Excerpt to read:
# # # # #
Justices issue more orders from Friday’s conference, decline to fast-track election-related cases
The Supreme Court on Monday morning issued more orders from the justices’ private conference last week. After adding 14 new cases to their docket for the term on Friday afternoon, the justices were not expected to grant review in additional cases on Monday – and they did not. Monday’s order list was nonetheless noteworthy because the justices turned down a group of requests to expedite the consideration of petitions for review in cases seeking to undo the results of the 2020 presidential election. The denial confirms that the justices will not consider the petitions until after the inauguration of President-elect Joe Biden, effectively rendering the disputes moot.
The eight petitions challenge the election procedures and results in the four battleground states of Arizona, Georgia, Pennsylvania and Wisconsin, all of which Biden won. Numerous lower courts rejected the challenges, prompting President Donald Trump’s campaign along with Republican allies of the president to file last-ditch appeals to the Supreme Court. Lawyers for the challengers had asked the justices to fast-track the court’s consideration of the petitions, generally requesting that responses opposing review be filed by late December or early January, to allow the court to weigh in before Congress counted the electoral votes on Jan. 6. But the justices – whose last regularly scheduled conference before Jan. 6 took place on Dec. 11 – declined to consider the requests to fast-track until their next regularly scheduled conference, on Jan. 8, and then denied them without explanation. The justices are now not likely to consider any of the petitions until mid- to late February at the earliest, well after Biden’s inauguration on Jan. 20, when it will be too late for the court to grant any of the relief related to the 2020 election that the challengers seek.
Two other election-related petitions out of Pennsylvania still stand a chance of getting taken up by the Supreme Court after the inauguration – though not in a posture that would affect the 2020 election. The petitions in Republican Party of Pennsylvania v. Boockvar and Scarnati v. Pennsylvania Democratic Party involve challenges to the Pennsylvania Supreme Court’s extension of an absentee-voting deadline last year. The challengers originally sought to undo the Pennsylvania results, but after the justices declined to intervene on an expedited basis, Republicans acknowledged in a brief on Dec. 15 that the case “cannot change the outcome” of the 2020 election. They argued nonetheless that the court should grant review in order to clarify the law for future elections.
The court considered the Boockvar and Scarnati petitions for the first time at the Jan. 8 conference. The court took no action on the petitions, and docket entries for the cases indicate they have been relisted for further consideration at this Friday’s conference.
# # # # #
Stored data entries
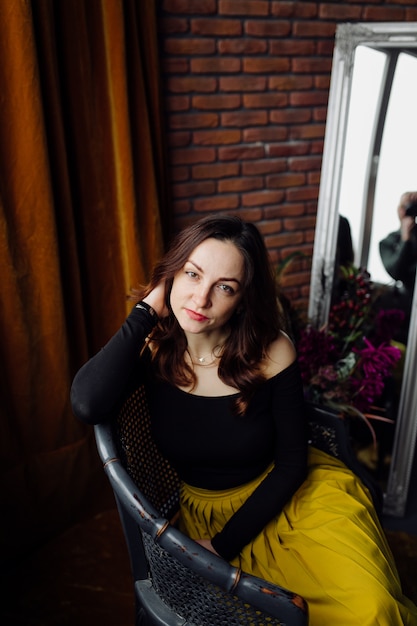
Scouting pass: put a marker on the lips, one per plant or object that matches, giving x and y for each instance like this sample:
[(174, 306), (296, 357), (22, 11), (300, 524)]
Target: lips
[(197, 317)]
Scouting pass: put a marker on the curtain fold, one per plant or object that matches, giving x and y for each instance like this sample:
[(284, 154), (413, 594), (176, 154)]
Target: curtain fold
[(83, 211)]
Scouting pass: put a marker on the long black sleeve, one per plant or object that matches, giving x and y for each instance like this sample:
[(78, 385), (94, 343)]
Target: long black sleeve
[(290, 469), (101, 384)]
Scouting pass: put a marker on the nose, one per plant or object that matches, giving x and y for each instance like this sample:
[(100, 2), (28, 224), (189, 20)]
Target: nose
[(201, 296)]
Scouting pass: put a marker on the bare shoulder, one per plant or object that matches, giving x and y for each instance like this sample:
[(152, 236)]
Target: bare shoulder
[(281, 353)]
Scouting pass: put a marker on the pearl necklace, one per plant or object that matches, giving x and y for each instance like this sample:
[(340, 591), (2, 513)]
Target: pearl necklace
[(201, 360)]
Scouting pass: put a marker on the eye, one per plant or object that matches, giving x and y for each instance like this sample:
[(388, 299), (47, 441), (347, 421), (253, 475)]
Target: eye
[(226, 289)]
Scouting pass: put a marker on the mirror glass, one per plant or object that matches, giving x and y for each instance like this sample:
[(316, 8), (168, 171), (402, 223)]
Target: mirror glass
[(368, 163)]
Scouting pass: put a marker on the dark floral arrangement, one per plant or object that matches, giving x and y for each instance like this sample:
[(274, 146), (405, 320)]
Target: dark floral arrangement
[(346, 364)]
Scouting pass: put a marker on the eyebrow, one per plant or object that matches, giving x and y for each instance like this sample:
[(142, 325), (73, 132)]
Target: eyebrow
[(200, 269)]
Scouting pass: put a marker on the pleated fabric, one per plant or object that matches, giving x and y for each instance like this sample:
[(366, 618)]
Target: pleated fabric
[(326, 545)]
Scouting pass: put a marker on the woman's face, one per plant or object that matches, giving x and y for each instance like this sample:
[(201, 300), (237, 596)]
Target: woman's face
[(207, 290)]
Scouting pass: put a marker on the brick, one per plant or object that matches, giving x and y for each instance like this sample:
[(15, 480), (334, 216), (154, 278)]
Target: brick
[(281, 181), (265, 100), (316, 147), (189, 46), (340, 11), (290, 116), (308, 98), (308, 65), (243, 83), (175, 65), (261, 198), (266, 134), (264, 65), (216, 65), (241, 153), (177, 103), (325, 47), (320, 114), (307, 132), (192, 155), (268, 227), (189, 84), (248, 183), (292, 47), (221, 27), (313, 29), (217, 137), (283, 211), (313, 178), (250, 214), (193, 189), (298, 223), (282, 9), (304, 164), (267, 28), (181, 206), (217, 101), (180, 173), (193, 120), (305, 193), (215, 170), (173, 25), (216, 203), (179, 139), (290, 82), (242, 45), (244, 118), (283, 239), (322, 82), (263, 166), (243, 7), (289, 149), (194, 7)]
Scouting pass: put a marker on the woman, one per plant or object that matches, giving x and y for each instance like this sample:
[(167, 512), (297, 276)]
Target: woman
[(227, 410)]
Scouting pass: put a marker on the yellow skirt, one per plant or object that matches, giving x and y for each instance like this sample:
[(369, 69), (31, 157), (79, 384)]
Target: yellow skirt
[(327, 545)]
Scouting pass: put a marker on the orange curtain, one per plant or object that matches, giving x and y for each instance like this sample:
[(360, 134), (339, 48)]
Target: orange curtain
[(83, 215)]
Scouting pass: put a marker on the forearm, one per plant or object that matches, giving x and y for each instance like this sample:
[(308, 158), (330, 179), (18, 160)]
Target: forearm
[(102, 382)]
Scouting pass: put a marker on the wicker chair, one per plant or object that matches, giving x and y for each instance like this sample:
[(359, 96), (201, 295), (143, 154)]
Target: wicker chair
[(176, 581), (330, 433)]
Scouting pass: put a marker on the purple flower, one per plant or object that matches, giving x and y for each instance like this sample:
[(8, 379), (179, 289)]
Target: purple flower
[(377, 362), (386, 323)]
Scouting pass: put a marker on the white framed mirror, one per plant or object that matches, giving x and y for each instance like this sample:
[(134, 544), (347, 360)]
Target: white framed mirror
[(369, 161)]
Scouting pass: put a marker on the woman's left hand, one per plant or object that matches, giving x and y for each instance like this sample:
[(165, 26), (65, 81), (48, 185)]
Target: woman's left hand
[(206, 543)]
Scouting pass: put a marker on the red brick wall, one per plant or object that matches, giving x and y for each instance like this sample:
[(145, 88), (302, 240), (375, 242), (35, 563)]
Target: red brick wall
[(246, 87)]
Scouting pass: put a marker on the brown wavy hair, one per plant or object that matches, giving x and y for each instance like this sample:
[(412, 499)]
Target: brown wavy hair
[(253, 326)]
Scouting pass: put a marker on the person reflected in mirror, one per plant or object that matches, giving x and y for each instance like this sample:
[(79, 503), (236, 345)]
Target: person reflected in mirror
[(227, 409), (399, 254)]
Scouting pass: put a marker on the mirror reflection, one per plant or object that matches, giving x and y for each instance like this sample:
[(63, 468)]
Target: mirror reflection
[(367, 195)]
# # # # #
Task statement:
Decide whether each statement below agrees with the article on the Supreme Court's orders. Answer yes or no for each, and quote the words from the article that decide it.
1. The justices gave an explanation when they denied the requests to fast-track the election petitions.
2. All four states whose election procedures and results the eight petitions challenge were won by Biden.
3. The court first considered the Boockvar and Scarnati petitions at its Dec. 11 conference.

Exercise result:
1. No: "and then denied them without explanation."
2. Yes: "in the four battleground states of Arizona, Georgia, Pennsylvania and Wisconsin, all of which Biden won."
3. No: "The court considered the Boockvar and Scarnati petitions for the first time at the Jan. 8 conference."